EXTRACTED ENTRIES –
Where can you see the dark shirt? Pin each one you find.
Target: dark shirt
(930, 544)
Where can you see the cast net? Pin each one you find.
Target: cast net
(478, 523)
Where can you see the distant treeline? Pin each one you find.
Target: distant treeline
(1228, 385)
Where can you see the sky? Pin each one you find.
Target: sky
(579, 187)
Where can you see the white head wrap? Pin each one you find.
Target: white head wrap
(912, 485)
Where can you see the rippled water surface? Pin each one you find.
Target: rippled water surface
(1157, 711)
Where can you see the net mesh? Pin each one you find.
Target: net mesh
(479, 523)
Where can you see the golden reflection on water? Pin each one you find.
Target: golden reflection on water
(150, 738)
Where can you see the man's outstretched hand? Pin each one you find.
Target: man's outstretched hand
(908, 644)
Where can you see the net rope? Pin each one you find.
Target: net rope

YOUR OBJECTIVE –
Can you write out every one of the records above again, word for word and line for line, with nothing altered?

OUTPUT OF THE TASK –
Where can you see the dark shirt? Pin each one you find.
Target: dark shirt
(930, 544)
Where can you see the cast net? Pin each one you find.
Target: cast net
(478, 523)
Where can you see the distant treeline? Pin each one you find.
Target: distant treeline
(1228, 385)
Where can you see the sky? Pin each one you find.
Target: sky
(579, 187)
Where can you see the white head wrap? Pin each one you find.
Target: white head wrap
(912, 485)
Where can you see the rippled water surface? Pin each one you find.
Target: rippled water surface
(1157, 711)
Where can you see the net mesh? Pin each one you find.
Target: net mesh
(479, 523)
Where can you see the golden reflection on water? Pin each one you find.
Target: golden reflection on water
(150, 738)
Where can you see the man's outstretched hand? Pin each one you find.
Target: man's outstretched hand
(908, 644)
Where can you see the net rope? Pin each one you find.
Target: net rope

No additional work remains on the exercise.